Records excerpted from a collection
:::::

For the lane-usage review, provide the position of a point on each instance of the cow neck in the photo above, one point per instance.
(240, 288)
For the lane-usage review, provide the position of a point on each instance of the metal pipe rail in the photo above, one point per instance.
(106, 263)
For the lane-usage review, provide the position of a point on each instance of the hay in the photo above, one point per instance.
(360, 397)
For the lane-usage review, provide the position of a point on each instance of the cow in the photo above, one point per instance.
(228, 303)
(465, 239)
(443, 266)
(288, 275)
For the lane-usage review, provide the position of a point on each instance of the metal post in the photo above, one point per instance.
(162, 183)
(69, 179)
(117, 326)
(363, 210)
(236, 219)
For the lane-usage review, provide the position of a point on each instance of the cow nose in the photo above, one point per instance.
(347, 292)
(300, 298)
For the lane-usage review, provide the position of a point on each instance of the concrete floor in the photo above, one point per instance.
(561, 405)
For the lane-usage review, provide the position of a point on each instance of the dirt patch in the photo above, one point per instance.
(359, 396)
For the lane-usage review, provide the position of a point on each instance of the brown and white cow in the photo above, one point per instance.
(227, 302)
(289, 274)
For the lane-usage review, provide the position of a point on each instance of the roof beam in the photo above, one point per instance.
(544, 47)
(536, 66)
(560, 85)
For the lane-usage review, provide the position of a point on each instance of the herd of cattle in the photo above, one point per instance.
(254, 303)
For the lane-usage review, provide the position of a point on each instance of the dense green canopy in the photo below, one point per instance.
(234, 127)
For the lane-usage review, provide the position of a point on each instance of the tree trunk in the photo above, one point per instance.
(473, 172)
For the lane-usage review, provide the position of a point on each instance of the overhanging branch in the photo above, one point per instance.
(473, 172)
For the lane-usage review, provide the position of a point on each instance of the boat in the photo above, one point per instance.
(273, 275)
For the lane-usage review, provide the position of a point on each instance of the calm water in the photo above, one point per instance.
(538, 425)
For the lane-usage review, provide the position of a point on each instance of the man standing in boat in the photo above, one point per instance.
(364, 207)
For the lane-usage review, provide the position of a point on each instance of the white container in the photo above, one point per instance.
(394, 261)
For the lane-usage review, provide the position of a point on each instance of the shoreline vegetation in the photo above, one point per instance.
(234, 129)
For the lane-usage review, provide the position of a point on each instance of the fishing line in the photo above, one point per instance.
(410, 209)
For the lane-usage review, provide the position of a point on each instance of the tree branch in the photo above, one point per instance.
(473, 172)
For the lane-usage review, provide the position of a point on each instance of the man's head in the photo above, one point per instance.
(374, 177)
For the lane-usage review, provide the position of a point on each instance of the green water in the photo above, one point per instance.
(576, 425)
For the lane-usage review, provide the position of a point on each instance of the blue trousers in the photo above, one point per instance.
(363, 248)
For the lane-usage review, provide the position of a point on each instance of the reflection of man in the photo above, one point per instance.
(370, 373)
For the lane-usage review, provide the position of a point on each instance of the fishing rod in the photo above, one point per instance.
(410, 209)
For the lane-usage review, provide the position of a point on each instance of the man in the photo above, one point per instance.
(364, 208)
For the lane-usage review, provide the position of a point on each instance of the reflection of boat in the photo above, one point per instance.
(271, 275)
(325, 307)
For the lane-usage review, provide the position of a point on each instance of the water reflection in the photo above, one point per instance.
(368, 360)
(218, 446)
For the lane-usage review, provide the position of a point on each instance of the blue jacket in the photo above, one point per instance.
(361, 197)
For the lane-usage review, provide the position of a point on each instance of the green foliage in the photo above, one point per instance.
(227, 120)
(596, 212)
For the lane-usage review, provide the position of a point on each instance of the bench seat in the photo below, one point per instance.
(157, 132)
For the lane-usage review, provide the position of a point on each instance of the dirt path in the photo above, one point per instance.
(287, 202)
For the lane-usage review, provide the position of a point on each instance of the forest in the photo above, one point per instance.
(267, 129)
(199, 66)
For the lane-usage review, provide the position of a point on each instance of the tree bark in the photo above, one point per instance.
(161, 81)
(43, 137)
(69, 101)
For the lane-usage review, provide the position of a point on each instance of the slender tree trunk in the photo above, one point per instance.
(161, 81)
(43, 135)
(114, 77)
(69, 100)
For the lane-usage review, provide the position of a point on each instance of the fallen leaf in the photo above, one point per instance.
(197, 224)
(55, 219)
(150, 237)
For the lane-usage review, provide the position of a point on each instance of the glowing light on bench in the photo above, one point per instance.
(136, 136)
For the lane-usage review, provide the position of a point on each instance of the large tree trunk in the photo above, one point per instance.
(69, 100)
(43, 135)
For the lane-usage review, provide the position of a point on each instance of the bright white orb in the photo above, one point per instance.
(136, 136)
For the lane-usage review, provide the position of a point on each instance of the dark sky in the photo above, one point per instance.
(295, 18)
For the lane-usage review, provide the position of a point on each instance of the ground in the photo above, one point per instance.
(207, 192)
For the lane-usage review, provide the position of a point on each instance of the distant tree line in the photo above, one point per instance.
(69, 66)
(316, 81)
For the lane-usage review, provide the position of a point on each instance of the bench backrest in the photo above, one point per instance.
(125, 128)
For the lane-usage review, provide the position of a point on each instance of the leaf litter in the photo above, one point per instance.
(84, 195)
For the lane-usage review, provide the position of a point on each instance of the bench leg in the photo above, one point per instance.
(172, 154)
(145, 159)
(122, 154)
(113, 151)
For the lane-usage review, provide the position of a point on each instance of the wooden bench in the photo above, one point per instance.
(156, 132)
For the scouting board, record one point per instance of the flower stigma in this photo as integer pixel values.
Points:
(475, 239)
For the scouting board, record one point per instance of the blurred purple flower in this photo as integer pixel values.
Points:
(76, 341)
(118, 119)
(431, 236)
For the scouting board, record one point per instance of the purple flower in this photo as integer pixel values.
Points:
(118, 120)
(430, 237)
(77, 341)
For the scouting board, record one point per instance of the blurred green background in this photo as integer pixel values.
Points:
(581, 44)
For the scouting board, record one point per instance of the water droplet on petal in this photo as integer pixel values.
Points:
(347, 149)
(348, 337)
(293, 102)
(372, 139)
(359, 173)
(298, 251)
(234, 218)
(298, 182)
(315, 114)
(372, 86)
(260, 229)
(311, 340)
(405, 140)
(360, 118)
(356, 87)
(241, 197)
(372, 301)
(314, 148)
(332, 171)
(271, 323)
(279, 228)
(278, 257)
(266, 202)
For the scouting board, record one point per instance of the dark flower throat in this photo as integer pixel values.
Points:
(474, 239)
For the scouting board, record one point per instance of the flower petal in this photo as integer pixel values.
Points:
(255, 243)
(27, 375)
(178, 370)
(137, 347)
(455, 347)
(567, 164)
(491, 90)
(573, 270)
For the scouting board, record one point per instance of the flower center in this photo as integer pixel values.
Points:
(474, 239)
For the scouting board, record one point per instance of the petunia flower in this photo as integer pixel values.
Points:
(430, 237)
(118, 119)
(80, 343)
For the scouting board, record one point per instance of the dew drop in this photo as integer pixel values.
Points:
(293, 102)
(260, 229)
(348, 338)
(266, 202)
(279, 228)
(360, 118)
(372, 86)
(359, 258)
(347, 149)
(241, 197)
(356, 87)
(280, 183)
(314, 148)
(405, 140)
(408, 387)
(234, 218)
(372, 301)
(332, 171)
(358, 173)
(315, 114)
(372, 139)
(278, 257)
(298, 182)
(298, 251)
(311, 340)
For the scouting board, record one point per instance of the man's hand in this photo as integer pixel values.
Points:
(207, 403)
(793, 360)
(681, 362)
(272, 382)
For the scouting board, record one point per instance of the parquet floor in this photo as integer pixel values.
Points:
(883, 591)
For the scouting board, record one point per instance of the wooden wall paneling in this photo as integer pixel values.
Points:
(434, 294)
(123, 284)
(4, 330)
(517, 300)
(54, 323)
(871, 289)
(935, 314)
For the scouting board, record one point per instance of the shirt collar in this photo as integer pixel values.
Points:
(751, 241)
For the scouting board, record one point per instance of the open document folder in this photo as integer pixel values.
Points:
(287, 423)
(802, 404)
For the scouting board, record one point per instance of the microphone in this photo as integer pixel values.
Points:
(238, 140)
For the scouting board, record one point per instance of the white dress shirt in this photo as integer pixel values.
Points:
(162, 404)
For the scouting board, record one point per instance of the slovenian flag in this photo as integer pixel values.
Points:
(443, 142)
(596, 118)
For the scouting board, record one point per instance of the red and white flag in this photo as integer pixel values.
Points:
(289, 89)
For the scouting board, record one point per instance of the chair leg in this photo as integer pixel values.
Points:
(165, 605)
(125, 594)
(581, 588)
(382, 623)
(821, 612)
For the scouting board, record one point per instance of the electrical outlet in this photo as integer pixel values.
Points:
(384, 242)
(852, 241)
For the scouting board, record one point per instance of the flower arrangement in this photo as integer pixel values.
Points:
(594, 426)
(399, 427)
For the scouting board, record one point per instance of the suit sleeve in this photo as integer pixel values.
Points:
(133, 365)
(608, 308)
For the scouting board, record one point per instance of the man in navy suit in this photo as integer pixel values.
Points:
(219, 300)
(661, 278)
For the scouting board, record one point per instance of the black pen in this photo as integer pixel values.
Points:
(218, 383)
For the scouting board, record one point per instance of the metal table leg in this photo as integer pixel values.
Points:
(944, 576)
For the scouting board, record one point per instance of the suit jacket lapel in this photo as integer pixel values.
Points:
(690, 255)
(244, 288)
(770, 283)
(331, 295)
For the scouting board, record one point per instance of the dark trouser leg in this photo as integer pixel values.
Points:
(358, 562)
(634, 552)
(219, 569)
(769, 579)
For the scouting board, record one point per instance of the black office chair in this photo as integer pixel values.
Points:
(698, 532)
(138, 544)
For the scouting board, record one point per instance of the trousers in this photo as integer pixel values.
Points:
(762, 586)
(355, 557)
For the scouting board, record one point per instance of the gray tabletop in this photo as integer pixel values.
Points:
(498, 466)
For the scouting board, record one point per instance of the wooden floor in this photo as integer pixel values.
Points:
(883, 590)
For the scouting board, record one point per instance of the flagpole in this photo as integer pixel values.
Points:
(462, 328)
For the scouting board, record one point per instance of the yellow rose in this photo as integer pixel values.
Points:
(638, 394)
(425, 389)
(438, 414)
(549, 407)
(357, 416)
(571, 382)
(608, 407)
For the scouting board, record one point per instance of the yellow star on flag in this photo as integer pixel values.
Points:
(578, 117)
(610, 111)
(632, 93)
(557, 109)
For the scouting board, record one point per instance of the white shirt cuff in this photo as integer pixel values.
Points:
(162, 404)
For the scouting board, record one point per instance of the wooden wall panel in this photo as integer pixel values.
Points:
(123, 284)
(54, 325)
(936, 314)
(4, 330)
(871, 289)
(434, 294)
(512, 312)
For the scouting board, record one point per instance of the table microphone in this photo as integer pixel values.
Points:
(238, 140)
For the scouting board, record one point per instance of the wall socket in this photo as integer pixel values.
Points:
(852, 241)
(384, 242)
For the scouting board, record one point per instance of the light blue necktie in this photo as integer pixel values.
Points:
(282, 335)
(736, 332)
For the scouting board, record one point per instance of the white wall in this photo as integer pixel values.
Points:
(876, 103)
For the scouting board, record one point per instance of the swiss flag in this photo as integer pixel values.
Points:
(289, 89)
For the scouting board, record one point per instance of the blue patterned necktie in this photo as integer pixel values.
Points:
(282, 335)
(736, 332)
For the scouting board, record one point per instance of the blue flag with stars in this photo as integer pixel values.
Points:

:::::

## INSTRUCTION
Go back to the data above and please quote exactly, and only, the lines from the line with "flagpole in this photo as integer pixel values." through its last line.

## RESPONSE FOR THIS EXERCISE
For the scouting board, record one point per instance of the flagpole in this photo as integer pixel values.
Points:
(462, 328)
For the scouting board, record one point per instance of the yellow rose in this photo as integer pixel values.
Points:
(638, 394)
(425, 389)
(438, 414)
(549, 407)
(357, 416)
(571, 382)
(608, 407)
For the scouting board, record one point per instance of the yellow star on flag in this photo as integer pixel values.
Points:
(578, 117)
(610, 111)
(632, 93)
(557, 109)
For the scouting board, record one point per instance of the white shirt cuff in this photo as integer pixel values.
Points:
(162, 404)
For the scouting board, record one point per instance of the wooden wall panel in this photo as integer pixel values.
Points:
(123, 284)
(54, 325)
(936, 314)
(4, 330)
(871, 289)
(434, 294)
(512, 312)
For the scouting board, record one point per instance of the table microphone in this photo as integer pixel values.
Points:
(238, 140)
For the scouting board, record one point per instance of the wall socket in this photo as integer pixel values.
Points:
(852, 241)
(384, 242)
For the scouting board, record one point per instance of the light blue necktie in this photo as integer pixel values.
Points:
(282, 335)
(736, 332)
For the scouting board, record one point per instance of the white wall in this photo as integer pixel values.
Points:
(876, 103)
For the scouting board, record one point per instance of the swiss flag in this photo as integer pixel values.
Points:
(289, 89)
For the scouting board, record one point per instance of the blue patterned necktie in this photo as integer pixel values.
Points:
(282, 335)
(736, 332)
For the scouting board, record one point per instance of the blue flag with stars in this photo as integer pixel values.
Points:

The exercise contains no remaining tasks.